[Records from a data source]
# # # #
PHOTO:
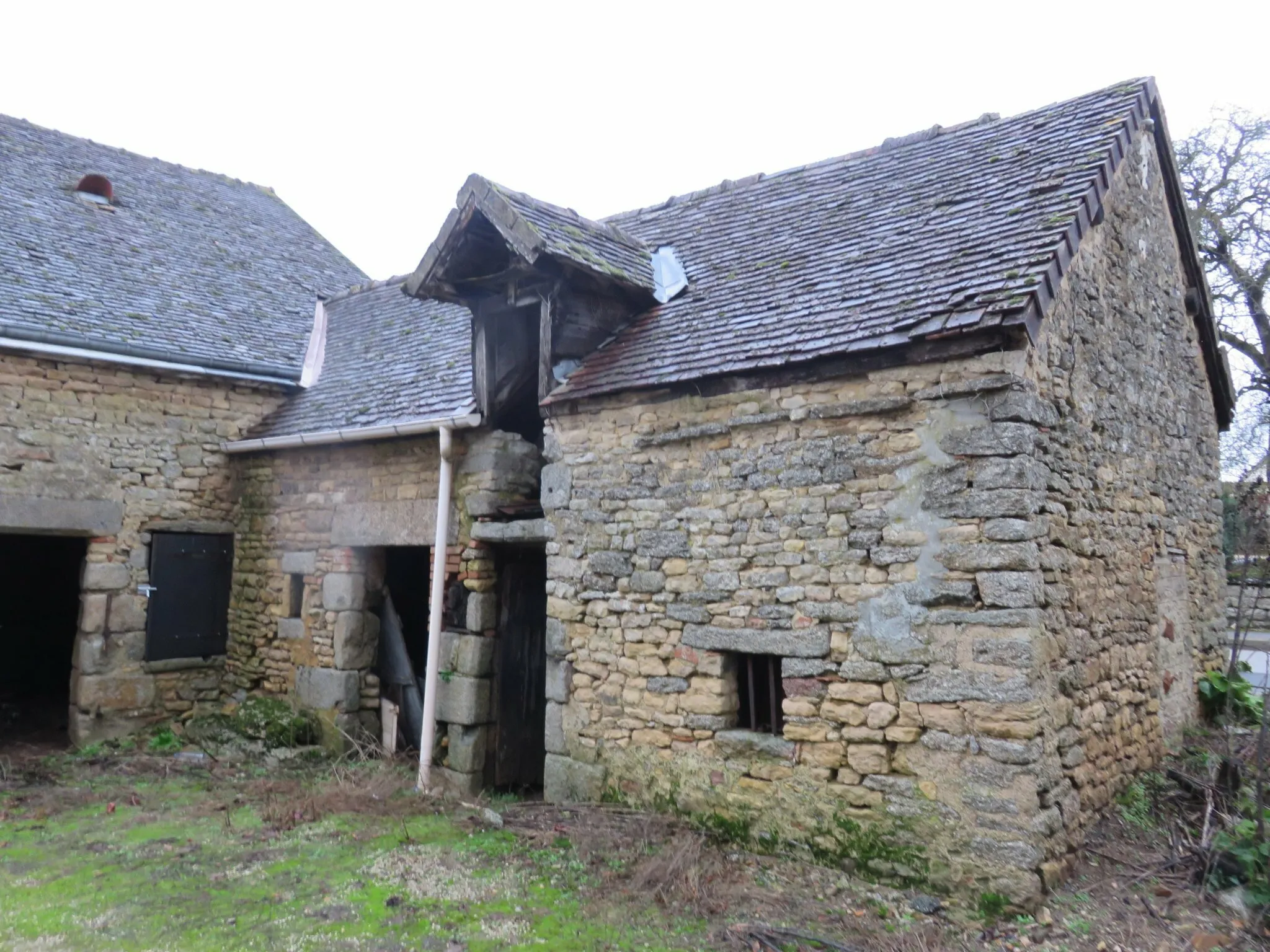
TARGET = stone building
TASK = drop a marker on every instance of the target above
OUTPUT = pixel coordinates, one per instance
(882, 489)
(148, 314)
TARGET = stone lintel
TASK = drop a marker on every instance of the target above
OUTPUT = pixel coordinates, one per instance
(183, 664)
(300, 563)
(401, 522)
(66, 517)
(806, 643)
(521, 531)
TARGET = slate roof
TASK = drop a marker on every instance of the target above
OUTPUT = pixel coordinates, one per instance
(950, 230)
(600, 247)
(390, 358)
(533, 227)
(190, 266)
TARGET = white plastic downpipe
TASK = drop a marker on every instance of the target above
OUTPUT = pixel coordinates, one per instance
(438, 593)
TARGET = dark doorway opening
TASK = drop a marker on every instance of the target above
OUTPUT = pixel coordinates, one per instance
(520, 669)
(761, 694)
(190, 597)
(40, 578)
(407, 573)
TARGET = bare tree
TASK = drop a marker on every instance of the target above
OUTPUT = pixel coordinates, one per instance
(1226, 174)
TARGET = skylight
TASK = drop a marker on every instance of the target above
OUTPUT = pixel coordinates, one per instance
(668, 276)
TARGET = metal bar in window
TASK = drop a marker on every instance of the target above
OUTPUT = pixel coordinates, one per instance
(776, 702)
(753, 701)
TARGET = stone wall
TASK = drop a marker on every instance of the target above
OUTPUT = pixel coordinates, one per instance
(1134, 571)
(113, 454)
(326, 514)
(959, 566)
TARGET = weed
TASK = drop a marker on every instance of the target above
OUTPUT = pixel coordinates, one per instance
(164, 742)
(1230, 699)
(1078, 924)
(991, 907)
(276, 723)
(876, 848)
(727, 829)
(1250, 852)
(1140, 803)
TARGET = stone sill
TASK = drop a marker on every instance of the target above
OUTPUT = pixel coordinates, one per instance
(523, 531)
(182, 664)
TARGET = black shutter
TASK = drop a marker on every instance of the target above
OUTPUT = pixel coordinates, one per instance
(190, 601)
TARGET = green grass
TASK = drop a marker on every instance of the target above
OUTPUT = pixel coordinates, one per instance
(172, 873)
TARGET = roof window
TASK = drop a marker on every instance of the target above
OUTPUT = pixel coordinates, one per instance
(95, 188)
(668, 276)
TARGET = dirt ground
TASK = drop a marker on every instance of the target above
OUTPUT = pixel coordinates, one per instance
(127, 850)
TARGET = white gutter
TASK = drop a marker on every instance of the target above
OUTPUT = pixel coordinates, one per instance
(79, 353)
(353, 434)
(316, 351)
(438, 593)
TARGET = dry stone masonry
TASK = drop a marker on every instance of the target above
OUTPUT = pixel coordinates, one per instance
(113, 455)
(962, 568)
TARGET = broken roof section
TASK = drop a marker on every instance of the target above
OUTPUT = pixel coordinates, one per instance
(389, 359)
(950, 231)
(182, 266)
(488, 216)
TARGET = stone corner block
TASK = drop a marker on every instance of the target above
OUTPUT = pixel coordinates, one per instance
(471, 655)
(742, 744)
(463, 700)
(482, 611)
(355, 640)
(324, 689)
(456, 783)
(106, 576)
(554, 729)
(291, 628)
(466, 748)
(557, 482)
(300, 563)
(112, 692)
(558, 639)
(568, 781)
(93, 612)
(343, 591)
(559, 678)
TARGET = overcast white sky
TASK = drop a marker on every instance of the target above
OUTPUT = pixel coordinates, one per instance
(366, 117)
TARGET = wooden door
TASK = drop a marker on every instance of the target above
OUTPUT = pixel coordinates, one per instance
(521, 671)
(190, 596)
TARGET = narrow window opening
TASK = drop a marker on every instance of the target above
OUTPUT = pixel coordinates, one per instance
(95, 188)
(295, 596)
(758, 685)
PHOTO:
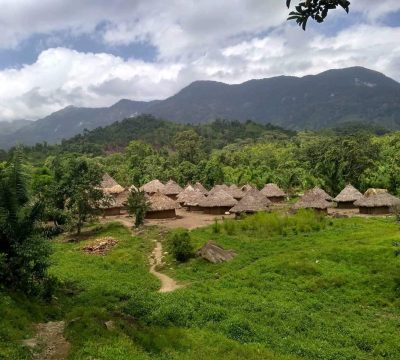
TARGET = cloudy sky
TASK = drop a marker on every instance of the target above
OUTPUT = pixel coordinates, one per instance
(55, 53)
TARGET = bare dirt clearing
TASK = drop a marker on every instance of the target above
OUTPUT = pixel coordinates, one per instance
(49, 342)
(185, 219)
(167, 284)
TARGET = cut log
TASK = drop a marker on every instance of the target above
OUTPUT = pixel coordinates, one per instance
(214, 253)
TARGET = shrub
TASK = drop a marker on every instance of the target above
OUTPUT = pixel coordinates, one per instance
(216, 227)
(179, 244)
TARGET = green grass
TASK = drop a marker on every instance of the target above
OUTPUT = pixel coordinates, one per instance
(300, 287)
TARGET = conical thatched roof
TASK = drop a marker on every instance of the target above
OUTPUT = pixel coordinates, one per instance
(251, 203)
(133, 188)
(161, 202)
(246, 187)
(217, 188)
(192, 198)
(200, 187)
(272, 190)
(182, 195)
(373, 191)
(348, 194)
(121, 198)
(108, 182)
(117, 189)
(235, 192)
(378, 200)
(318, 192)
(171, 188)
(312, 201)
(219, 198)
(214, 253)
(153, 186)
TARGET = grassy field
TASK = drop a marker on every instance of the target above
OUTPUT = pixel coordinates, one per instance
(299, 288)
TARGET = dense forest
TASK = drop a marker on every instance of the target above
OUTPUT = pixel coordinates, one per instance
(140, 149)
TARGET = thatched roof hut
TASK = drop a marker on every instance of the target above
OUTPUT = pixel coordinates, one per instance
(110, 186)
(184, 193)
(246, 187)
(172, 189)
(200, 187)
(317, 191)
(251, 203)
(235, 192)
(218, 202)
(214, 253)
(161, 207)
(378, 204)
(107, 182)
(273, 192)
(373, 191)
(152, 187)
(347, 197)
(217, 188)
(313, 201)
(192, 200)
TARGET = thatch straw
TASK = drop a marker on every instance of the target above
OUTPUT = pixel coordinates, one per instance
(273, 190)
(251, 203)
(217, 188)
(373, 191)
(192, 198)
(172, 188)
(246, 187)
(318, 192)
(116, 189)
(378, 200)
(348, 194)
(153, 186)
(200, 187)
(235, 192)
(108, 182)
(219, 198)
(161, 202)
(312, 201)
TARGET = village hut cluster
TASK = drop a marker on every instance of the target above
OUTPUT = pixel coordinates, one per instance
(164, 199)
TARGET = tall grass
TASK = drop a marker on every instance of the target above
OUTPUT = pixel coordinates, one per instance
(276, 224)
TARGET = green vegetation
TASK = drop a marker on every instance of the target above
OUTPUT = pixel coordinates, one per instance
(300, 287)
(180, 245)
(141, 149)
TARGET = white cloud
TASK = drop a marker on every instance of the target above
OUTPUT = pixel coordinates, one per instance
(228, 40)
(61, 77)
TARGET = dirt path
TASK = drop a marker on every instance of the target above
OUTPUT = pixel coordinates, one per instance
(49, 342)
(167, 284)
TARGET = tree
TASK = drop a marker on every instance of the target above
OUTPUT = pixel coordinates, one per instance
(137, 205)
(80, 189)
(315, 9)
(24, 249)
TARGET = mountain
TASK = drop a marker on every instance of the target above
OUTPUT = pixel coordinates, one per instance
(9, 127)
(310, 102)
(72, 120)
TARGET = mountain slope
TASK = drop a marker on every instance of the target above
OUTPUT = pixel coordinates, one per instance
(72, 120)
(311, 102)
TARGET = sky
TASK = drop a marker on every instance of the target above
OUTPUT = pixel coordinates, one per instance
(56, 53)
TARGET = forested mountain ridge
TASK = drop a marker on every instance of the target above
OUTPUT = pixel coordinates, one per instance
(311, 102)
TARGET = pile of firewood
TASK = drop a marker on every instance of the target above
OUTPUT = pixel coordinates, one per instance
(100, 246)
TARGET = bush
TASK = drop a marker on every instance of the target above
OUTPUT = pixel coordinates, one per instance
(180, 245)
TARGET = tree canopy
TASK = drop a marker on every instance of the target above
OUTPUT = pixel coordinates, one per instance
(314, 9)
# # # #
Can you render the rows above as a two-column CSV with the columns "request" and "answer", one line per request, putting its text and its answer each in a single quoted field with line breaks turned into spaces? Cover every row, and leave the pictures out.

request,answer
"PHOTO: TARGET = stone building TASK = drop a marker on every instance of the target above OUTPUT = pixel coordinates, one per instance","(882, 489) (148, 314)"
"TARGET = stone lintel TASK = drop a marker on every instance of the target above OUTPUT = pixel coordinates, one per instance","(183, 664) (300, 563) (401, 522) (66, 517) (806, 643) (521, 531)"
"TARGET = slate roof TASK = drop a marker on every instance of the target above OUTPUT = pixel coordinates, one per instance","(950, 230) (600, 247) (390, 358) (533, 227) (190, 266)"
"TARGET = white plastic downpipe TASK = drop a marker on every instance of the target above OUTPUT = pixel coordinates, one per instance","(438, 593)"
"TARGET = dark doorway opening TASK = drop a marker on every instance of the target above OUTPUT = pixel coordinates, one per instance","(520, 669) (761, 694) (190, 597) (40, 578) (407, 573)"
"TARGET = bare tree TASK = drop a marker on every instance of the target above OUTPUT = pixel coordinates, one per instance","(1226, 174)"
"TARGET = skylight TASK = drop a marker on every instance of the target above OUTPUT = pixel coordinates, one per instance","(668, 276)"
"TARGET = metal bar in window TASK = drop a marker on every instance of the target above OUTPUT = pixel coordinates, one per instance","(776, 702) (753, 701)"
"TARGET = stone wall TASK = drop a marker on every instance of the target above OUTPUT = pixel coordinates, one per instance","(1134, 571) (113, 454) (326, 514) (959, 566)"
"TARGET = weed TASK = drop a marker on every instance of the target above OUTPUT = pixel coordinates, one per instance","(164, 742) (1230, 699) (1078, 924) (991, 907) (276, 723) (876, 848) (727, 829) (1250, 852) (1140, 803)"
"TARGET = stone sill TASK = drop a marker on every instance of the target above OUTPUT = pixel coordinates, one per instance","(523, 531) (182, 664)"
"TARGET = black shutter TASK = drop a marker on every instance of the target above OUTPUT = pixel coordinates, one per instance","(190, 601)"
"TARGET = green grass TASK = drop a marker on every instance of the target above OUTPUT = pixel coordinates, one per instance","(172, 873)"
"TARGET = roof window TASK = drop a marker on every instance of the target above OUTPUT = pixel coordinates, one per instance","(95, 188) (668, 276)"
"TARGET = dirt ground TASK = drop a marker on every instance of the target above OUTPUT = pixel coordinates, one per instance","(127, 850)"
"TARGET = white gutter TASK = drop a marker on every instance of the target above OUTPUT = pixel coordinates, one per instance","(79, 353) (353, 434) (316, 351) (438, 593)"
"TARGET = dry stone masonry TASK = drop a marker on every instance of the target above OUTPUT = pixel coordinates, one per instance","(113, 455) (962, 568)"
"TARGET = broken roof section TASK = drop a marker on every instance of the target above OUTPUT = pixel coordinates, one per instance","(389, 359) (950, 231) (182, 266) (488, 216)"
"TARGET = stone corner block TASK = drop a marker on every instance of the target above OUTPUT = pixel coordinates, one per instance","(471, 655) (742, 744) (463, 700) (482, 611) (355, 640) (324, 689) (456, 783) (106, 576) (554, 729) (291, 628) (466, 748) (557, 482) (300, 563) (112, 692) (558, 639) (568, 781) (93, 612) (343, 591) (559, 678)"
"TARGET = overcast white sky TASK = drop a marker on every instance of the target above OUTPUT = pixel coordinates, one per instance","(366, 117)"
"TARGET = wooden door TASK = drop a marker on every instance of the target above OUTPUT = pixel coordinates, one per instance","(521, 671) (190, 596)"
"TARGET = narrow window opening TASK = drop a marker on every instance of the target above OUTPUT = pixel coordinates, one per instance","(95, 188) (295, 596) (758, 685)"
"PHOTO: TARGET = cloudy sky TASK = drop a marker on every instance of the target above OUTPUT = pixel coordinates, one per instance","(55, 53)"
"TARGET = bare dirt clearing TASK = drop a marker on every instance of the target above OUTPUT = pixel coordinates, one per instance","(49, 342) (185, 219) (167, 284)"
"TARGET = cut log TASK = drop a marker on every instance of the target above OUTPUT = pixel coordinates, one per instance","(214, 253)"
"TARGET = shrub TASK = drop a marker on every instance of the target above OUTPUT = pixel coordinates, one per instance","(216, 227) (179, 244)"
"TARGET = green grass TASK = drop a marker on every instance of the target above OUTPUT = pixel coordinates, one per instance","(300, 287)"
"TARGET = conical thatched roof TASK = drop a marker on every instance of the target above OUTPUT = pixel coordinates, one per instance","(251, 203) (133, 188) (161, 202) (246, 187) (217, 188) (192, 198) (200, 187) (272, 190) (182, 195) (373, 191) (348, 194) (121, 198) (108, 182) (117, 189) (235, 192) (378, 200) (318, 192) (171, 188) (312, 201) (219, 198) (214, 253) (153, 186)"
"TARGET = grassy field TASK = drop a marker on every instance of the target above OUTPUT = pixel coordinates, one per instance","(299, 288)"
"TARGET = dense forest TASK = drop a marker on every instance of the target above OUTPUT = pixel coordinates, one per instance","(140, 149)"
"TARGET = thatched roof hut TASK = drop a marker on every instance of the target above OUTPUT = pixel coordinates, one per instance","(110, 186) (184, 193) (246, 187) (172, 189) (200, 187) (317, 191) (251, 203) (235, 192) (218, 202) (214, 253) (161, 207) (378, 204) (107, 182) (273, 192) (373, 191) (152, 187) (347, 197) (217, 188) (313, 201) (192, 200)"
"TARGET = thatch straw TASK = drop a marker on every instance of the target above OUTPUT = pixel coordinates, one per instance","(273, 190) (251, 203) (217, 188) (373, 191) (192, 198) (172, 188) (246, 187) (318, 192) (116, 189) (378, 200) (348, 194) (153, 186) (200, 187) (235, 192) (108, 182) (219, 198) (161, 202) (312, 201)"
"TARGET = village hut cluster TASK = drop a marker on every instance of the target above OUTPUT = pixel coordinates, one per instance","(164, 199)"
"TARGET = tall grass TASK = drop a marker on every instance of the target above OUTPUT = pixel coordinates, one per instance","(276, 224)"
"TARGET = green vegetation TASK = drop a marker on every instance of the target above OUTPUT = pixel coordinates, one per instance","(300, 287) (180, 245) (141, 149)"
"TARGET = white cloud TASK = drop a marker on every instance of the target above OUTPUT = pixel coordinates, one per instance","(228, 40) (61, 77)"
"TARGET = dirt path TASK = drop a marker on every instance of the target above OUTPUT = pixel coordinates, one per instance","(49, 342) (167, 284)"
"TARGET = tree TASK = drop a marker on every instance of the target above OUTPUT = pixel coordinates, one per instance","(137, 205) (80, 189) (315, 9) (24, 249)"
"TARGET = mountain TASK = drop a marker on every instance of the target above OUTPUT = pixel coordinates, one per instance","(9, 127) (310, 102) (72, 120)"
"TARGET = mountain slope TASK = drop a marker on every instance of the target above OUTPUT = pixel coordinates, one per instance","(72, 120) (311, 102)"
"TARGET = sky TASK = drop a marker on every instance of the target above OUTPUT = pixel coordinates, one per instance","(56, 53)"
"TARGET = forested mountain ridge TASK = drop a marker on every instance of the target above OUTPUT = pixel coordinates, one per instance","(311, 102)"
"TARGET = pile of firewood TASK = drop a marker on every instance of the target above OUTPUT = pixel coordinates, one per instance","(100, 246)"
"TARGET = bush TASK = drop a marker on every instance of the target above OUTPUT = pixel coordinates, one per instance","(180, 245)"
"TARGET = tree canopy TASK = drop a marker on every instance of the target above OUTPUT = pixel coordinates, one per instance","(314, 9)"